## ACTIVITY 1
In the piece on writing during lockdown, do these statements agree with it? (a) Writing can happen while you are getting a tooth extraction. (b) Ideas should be recorded only in a notebook. (c) The world is going through a major pandemic. Answer yes or no for each and quote the words that decide it.
## ACTIVITY 2
Repeat part of the piece on writing during lockdown, starting with "Most Writing Happens" and going on through "as prompts later.".
## ACTIVITY 3
Pick up the piece on writing during lockdown after its last sentence and carry it on.

## TEXT BLOCK

◇ ◇ ◇ ◇

Do you remember when Twitter was full of homemade bread and people showing off their stacks of toilet paper? It was in the early days of lockdown when lots of people suddenly found themselves working from home. Folks could attend Zoom meetings wearing pajamas, take blissful naps throughout the day, and bake sourdough bread in between. People fantasized about the stuff they could accomplish with all the time they now suddenly had.
As a writer, you may have daydreamed about meeting your writing goals. It is even possible that you reached into the murky depths of your computer and pulled out a manuscript you abandoned eons ago, hoping to get back to work after beating off the dust and cobwebs. If you’re one of the millions of writers who ended up abandoning the project again, please try not to feel too bad about things. Here are some things to help get your head back in the game.
Give Yourself a Break
This may sound counterproductive, especially if you started the year with a writing goal you’re yet to achieve, but you really do need a break. The world is going through a major pandemic. There’s crippling fear, anxiety, and uncertainty wherever you turn. If you find yourself unable to write, don’t sweat it. Relax. Give yourself time to feel. You deserve it.
Ask Yourself Why You Want to Write
This kind of self-reflection will either pump you full of motivation or turn you away from writing for good. Fingers crossed that you’ll end up with the latter. Motivation can help drag you to the chair, which is a good start. It might even help you conquer the blinking text cursor and the blank page. Try to remember why you started writing in the first place. Also, why do you write what you write? Hopefully, answering these questions will get you back on track.
Most Writing Happens Far Away from the Writing Chair
When most people conjure up an image of a writer, they think of some bespectacled person hunched over a huge desk, their fingers drumming up the annoying clack-clack sounds on the keyboard. As a writer, you know this is patently false. Writing can happen when you’re in line at your local grocery store. It can also happen when you’re on the bus, hanging precariously on the handrails. Writing can also happen when you’re getting a tooth extraction. Do you see where this is going? The important thing is to remember to document the ideas, words, and sentences that come to you even when you’re not officially writing. You can record this on your phone or a notebook. Hopefully, you’ll use these as prompts later.

◇ ◇ ◇ ◇

## RECORDS PROVIDED
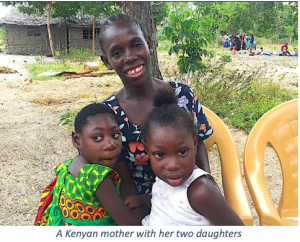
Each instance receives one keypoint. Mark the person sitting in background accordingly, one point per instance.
(260, 51)
(284, 49)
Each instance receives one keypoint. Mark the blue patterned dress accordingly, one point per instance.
(133, 151)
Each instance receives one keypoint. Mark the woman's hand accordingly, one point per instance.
(138, 201)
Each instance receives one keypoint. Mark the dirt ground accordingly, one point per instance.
(32, 142)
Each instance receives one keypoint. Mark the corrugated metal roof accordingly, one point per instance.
(14, 17)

◇ ◇ ◇ ◇

## EXERCISE ANSWER 1
(a) Yes: "Writing can also happen when you’re getting a tooth extraction."
(b) No: "You can record this on your phone or a notebook."
(c) Yes: "The world is going through a major pandemic."

## EXERCISE ANSWER 2
Most Writing Happens Far Away from the Writing Chair
When most people conjure up an image of a writer, they think of some bespectacled person hunched over a huge desk, their fingers drumming up the annoying clack-clack sounds on the keyboard. As a writer, you know this is patently false. Writing can happen when you’re in line at your local grocery store. It can also happen when you’re on the bus, hanging precariously on the handrails. Writing can also happen when you’re getting a tooth extraction. Do you see where this is going? The important thing is to remember to document the ideas, words, and sentences that come to you even when you’re not officially writing. You can record this on your phone or a notebook. Hopefully, you’ll use these as prompts later.

## EXERCISE ANSWER 3
Make it a Date
What would you do if you were meeting someone somewhere for drinks? Show up on time. Prepare. Get in the mood. Anticipate a great time. How about making a date with writing and doing all of the above? No one knows how a date will turn out until it actually ends, so don’t be scared of not getting anything done. Show up and enjoy yourself.
Best,
Blessing Christopher, fiction reader & editor
Good ideas. I have been incorporating the last two this year and can finally say that I’m writing every day.
Not always writing well, but writing.
But I have a question. Under “Ask Yourself Why,” did you really mean to say “Fingers crossed that you’ll end up” being turned away from writing for good? I know there is a school of thought that holds you should write only if you absolutely cannot be deterred by any means from doing so. To me (maybe because I’m not one of those lucky ones who cannot be discouraged), that has always seemed needlessly harsh, an approach that may have lost for the world many potentially fine writers (and other artists) who might have created valuable work and been far happier themselves, had they received a little encouragement and nurturance.